* _Given exercise_: Format each line of the data below as a numbered list, and leave out any blank lines.

* _The records_:
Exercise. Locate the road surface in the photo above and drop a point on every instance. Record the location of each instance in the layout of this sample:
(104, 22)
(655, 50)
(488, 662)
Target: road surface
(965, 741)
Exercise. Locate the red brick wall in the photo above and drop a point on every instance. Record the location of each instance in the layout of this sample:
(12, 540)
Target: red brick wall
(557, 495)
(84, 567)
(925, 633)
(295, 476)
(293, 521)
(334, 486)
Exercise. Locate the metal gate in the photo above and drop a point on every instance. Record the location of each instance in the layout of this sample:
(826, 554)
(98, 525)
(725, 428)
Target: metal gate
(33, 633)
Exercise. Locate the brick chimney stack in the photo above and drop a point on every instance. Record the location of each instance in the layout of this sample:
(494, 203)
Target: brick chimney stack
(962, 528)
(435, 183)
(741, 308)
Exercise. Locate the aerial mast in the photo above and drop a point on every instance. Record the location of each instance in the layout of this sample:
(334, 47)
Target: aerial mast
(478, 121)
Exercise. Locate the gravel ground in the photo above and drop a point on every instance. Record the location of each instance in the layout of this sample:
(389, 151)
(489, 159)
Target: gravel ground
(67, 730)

* _Reply_:
1. Exercise. Locate the road surface in the photo above and drop a point on every instance. Record the location of each instance in the layout of this sample:
2. (104, 22)
3. (655, 50)
4. (488, 662)
5. Target: road surface
6. (965, 741)
7. Exercise. Locate the red brick wall in the photo above and drop a point on every instance. Record the location of each instance in the layout of this sample:
8. (12, 540)
9. Target: red brick wall
10. (557, 495)
11. (84, 567)
12. (925, 633)
13. (295, 476)
14. (293, 521)
15. (334, 486)
16. Exercise. Locate the metal gate in the photo above and drop a point on every instance. Record the location of each instance in the layout of this sample:
17. (826, 554)
18. (98, 525)
19. (725, 428)
20. Target: metal gate
21. (33, 633)
22. Exercise. Locate the brick chimney stack in the photo above and drop a point on every instance. Record the location of each instance in the layout of this sample:
23. (494, 203)
24. Target: brick chimney stack
25. (962, 528)
26. (435, 183)
27. (741, 308)
28. Exercise. Locate the aerial mast in the photo above and drop a point on every instance. Record the location of each instance in the layout of this sample:
29. (334, 47)
30. Target: aerial mast
31. (478, 121)
32. Exercise. Locate the gravel ground in the photo above and drop a point on every instance. Record the location of each instance in the layout of this sample:
33. (389, 151)
34. (489, 159)
35. Target: gravel ground
36. (67, 730)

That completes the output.